• **To be done**: Render the data below as a numbered list, starting with its first line and ending with the line that contains "[(214, 239)]", both included, and leave out any blank lines.

• **Records for the exercise**:
=-=-=

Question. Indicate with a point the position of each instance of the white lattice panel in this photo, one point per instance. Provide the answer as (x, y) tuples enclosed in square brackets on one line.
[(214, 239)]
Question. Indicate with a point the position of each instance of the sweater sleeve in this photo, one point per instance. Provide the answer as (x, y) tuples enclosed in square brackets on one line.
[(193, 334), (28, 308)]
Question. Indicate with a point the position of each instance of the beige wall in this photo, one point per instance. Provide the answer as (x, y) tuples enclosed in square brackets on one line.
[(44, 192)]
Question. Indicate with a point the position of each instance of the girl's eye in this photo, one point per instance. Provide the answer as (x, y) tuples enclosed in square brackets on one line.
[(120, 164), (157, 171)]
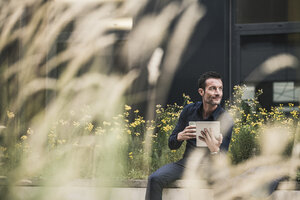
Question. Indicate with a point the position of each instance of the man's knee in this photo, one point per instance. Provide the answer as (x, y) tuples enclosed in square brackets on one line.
[(155, 179)]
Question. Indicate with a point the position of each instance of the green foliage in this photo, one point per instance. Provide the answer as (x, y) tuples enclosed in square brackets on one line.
[(250, 120)]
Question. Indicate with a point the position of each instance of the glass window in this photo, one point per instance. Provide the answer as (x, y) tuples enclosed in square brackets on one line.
[(249, 92), (261, 11), (285, 92)]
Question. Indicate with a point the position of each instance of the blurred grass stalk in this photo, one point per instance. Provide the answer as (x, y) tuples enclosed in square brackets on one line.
[(42, 84)]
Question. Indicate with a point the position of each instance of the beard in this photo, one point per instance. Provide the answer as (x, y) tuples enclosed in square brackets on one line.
[(213, 101)]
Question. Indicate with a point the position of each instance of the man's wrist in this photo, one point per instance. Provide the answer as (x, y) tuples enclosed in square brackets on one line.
[(215, 151), (179, 137)]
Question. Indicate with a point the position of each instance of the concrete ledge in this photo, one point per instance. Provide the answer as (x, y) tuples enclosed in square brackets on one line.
[(140, 183)]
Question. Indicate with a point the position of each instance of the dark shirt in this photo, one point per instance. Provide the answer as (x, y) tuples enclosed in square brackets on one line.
[(194, 112)]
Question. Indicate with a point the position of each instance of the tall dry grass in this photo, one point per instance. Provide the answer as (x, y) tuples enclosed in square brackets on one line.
[(57, 63)]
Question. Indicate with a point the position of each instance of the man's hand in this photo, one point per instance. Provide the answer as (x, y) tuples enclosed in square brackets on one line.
[(188, 133), (212, 143)]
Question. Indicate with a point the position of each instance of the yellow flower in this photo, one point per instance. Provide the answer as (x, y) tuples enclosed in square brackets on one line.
[(106, 123), (63, 122), (127, 107), (167, 128), (137, 134), (76, 124), (291, 105), (61, 141), (89, 127), (10, 114), (24, 137), (294, 113), (189, 102), (29, 131)]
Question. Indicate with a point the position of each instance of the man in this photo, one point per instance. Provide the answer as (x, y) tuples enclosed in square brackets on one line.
[(211, 90)]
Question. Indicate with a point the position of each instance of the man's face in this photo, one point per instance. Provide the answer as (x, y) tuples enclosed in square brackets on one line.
[(213, 91)]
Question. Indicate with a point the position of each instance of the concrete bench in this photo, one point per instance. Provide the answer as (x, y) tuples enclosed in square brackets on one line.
[(91, 189)]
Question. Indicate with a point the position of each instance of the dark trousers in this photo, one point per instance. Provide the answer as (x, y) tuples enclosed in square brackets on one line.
[(161, 178)]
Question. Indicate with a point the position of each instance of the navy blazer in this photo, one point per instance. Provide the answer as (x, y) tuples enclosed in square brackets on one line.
[(193, 112)]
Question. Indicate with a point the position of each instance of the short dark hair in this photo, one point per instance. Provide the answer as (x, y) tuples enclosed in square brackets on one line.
[(205, 76)]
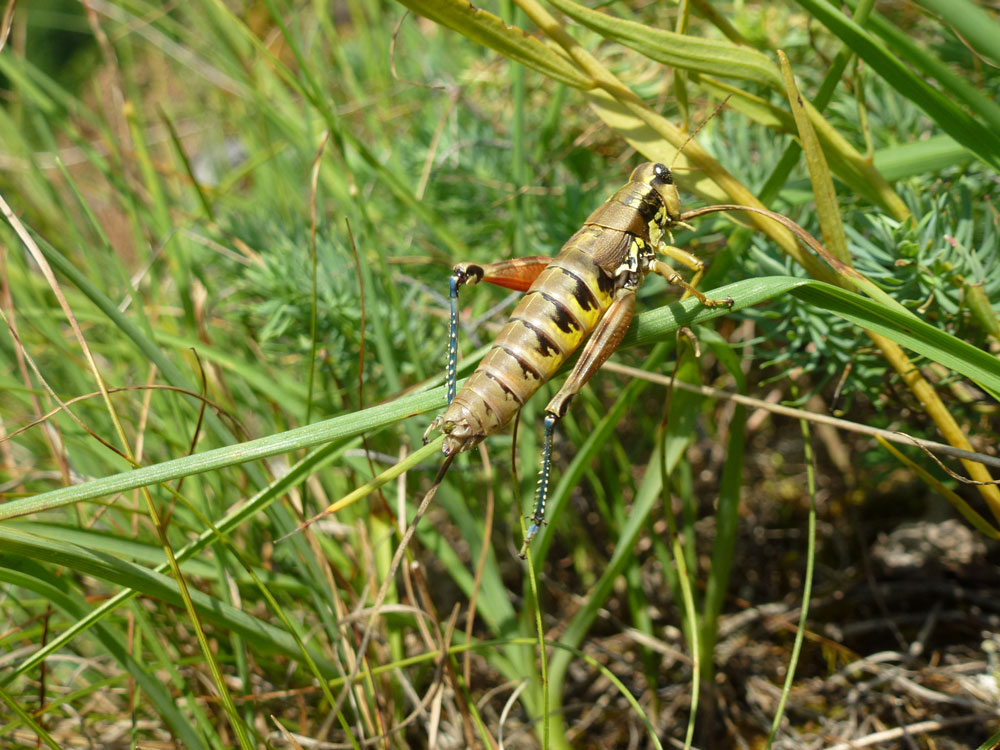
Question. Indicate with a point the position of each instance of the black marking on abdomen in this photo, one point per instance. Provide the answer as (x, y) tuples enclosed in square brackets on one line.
[(605, 282), (562, 316), (544, 344), (526, 369), (503, 386), (581, 292)]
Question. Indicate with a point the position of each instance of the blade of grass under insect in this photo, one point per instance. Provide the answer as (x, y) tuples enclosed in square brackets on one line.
[(233, 519), (920, 157), (27, 719), (800, 631), (655, 325), (149, 583), (31, 576), (980, 140), (727, 515)]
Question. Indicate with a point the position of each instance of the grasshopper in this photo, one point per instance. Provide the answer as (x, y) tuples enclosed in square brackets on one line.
[(588, 288)]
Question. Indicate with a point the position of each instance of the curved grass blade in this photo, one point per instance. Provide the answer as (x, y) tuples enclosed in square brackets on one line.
[(903, 328)]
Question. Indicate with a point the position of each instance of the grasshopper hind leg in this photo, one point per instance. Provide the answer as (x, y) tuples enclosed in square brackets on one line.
[(600, 346)]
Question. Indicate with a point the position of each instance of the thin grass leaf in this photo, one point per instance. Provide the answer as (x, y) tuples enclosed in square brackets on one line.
[(983, 142), (510, 41)]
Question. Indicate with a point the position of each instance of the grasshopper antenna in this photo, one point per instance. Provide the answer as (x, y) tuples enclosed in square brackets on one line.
[(397, 558), (697, 130)]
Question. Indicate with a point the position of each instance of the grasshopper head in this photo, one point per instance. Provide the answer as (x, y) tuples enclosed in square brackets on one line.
[(661, 180)]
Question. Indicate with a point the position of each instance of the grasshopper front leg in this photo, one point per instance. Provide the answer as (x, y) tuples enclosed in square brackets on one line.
[(693, 262)]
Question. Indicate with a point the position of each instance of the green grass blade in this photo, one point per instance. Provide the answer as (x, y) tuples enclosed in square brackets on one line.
[(980, 140)]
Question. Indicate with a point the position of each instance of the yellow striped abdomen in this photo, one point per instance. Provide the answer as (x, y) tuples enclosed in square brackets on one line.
[(556, 314)]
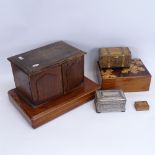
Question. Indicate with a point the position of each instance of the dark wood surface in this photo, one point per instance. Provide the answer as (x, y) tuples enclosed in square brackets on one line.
[(60, 71), (56, 107), (114, 57), (128, 82), (55, 53)]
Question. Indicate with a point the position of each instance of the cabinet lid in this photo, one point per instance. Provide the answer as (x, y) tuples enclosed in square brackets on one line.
[(40, 58)]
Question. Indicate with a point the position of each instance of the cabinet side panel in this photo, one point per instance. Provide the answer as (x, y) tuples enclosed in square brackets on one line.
[(22, 82)]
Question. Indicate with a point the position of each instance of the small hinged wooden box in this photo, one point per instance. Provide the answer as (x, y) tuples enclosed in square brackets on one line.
[(110, 100), (114, 57), (133, 79), (47, 72)]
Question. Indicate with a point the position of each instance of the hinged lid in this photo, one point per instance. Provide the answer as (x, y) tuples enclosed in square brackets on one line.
[(40, 58), (115, 51), (104, 96)]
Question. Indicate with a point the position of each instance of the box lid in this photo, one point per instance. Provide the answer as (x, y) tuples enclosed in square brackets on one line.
[(40, 58), (114, 51), (104, 96)]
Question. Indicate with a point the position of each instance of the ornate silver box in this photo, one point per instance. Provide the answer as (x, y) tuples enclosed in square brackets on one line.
[(110, 101)]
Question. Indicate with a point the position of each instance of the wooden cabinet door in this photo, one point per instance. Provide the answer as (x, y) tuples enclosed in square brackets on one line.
[(47, 84), (73, 73)]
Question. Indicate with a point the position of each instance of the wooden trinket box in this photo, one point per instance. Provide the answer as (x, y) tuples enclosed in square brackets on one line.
[(48, 72), (49, 82), (110, 101), (133, 79), (114, 57)]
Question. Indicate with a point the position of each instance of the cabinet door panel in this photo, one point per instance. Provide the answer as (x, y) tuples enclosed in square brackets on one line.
[(47, 84), (73, 73)]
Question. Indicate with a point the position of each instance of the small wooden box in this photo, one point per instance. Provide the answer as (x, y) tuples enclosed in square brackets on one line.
[(114, 57), (48, 72), (133, 79), (110, 101)]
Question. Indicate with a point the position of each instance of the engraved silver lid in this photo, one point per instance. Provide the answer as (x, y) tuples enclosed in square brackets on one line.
[(109, 95)]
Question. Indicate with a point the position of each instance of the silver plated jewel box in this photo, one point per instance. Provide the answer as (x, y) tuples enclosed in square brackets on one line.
[(110, 101)]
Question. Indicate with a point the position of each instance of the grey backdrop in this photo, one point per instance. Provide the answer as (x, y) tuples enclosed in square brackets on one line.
[(86, 24)]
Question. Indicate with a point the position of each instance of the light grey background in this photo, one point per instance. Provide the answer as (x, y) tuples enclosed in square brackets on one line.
[(88, 25)]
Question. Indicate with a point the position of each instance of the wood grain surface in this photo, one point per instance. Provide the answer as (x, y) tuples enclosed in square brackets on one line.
[(56, 107)]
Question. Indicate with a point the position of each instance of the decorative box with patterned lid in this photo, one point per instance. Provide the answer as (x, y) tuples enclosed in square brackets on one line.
[(110, 101)]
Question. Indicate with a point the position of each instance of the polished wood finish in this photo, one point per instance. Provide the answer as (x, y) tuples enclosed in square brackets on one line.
[(128, 82), (114, 57), (48, 72), (55, 107), (141, 105)]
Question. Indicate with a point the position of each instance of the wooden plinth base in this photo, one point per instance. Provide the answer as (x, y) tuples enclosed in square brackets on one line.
[(54, 108)]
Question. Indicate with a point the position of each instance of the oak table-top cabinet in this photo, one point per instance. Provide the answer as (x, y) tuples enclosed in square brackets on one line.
[(48, 72)]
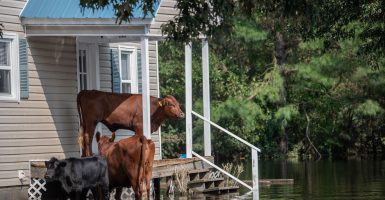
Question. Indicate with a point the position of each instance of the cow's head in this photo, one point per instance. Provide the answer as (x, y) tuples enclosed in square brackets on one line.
[(171, 107), (104, 141), (55, 168)]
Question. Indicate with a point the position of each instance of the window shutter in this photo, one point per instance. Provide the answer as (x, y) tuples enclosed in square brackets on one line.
[(139, 63), (23, 67), (115, 71)]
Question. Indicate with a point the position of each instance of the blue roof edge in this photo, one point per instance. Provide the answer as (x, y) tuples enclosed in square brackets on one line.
[(70, 9)]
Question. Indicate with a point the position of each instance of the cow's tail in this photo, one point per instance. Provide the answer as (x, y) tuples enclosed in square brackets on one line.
[(81, 130), (142, 174)]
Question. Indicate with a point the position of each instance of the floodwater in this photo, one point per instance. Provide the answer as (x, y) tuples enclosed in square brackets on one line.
[(340, 180)]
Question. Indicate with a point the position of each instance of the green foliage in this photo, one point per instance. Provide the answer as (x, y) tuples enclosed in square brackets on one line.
[(369, 108)]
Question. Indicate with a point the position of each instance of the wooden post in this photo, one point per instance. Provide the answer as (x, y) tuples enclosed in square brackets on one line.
[(188, 77), (145, 88), (254, 157), (206, 96)]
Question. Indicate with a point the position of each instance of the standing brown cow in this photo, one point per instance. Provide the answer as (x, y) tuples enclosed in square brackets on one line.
[(120, 111), (129, 162)]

=-=-=

• **Expected output**:
1. Question. Indicate with a point the position of each instance of the white lattice panel in this photo, one point per instance. Provide the answer as (x, y) tuples enclosed in square brackets on one line.
2. [(214, 239)]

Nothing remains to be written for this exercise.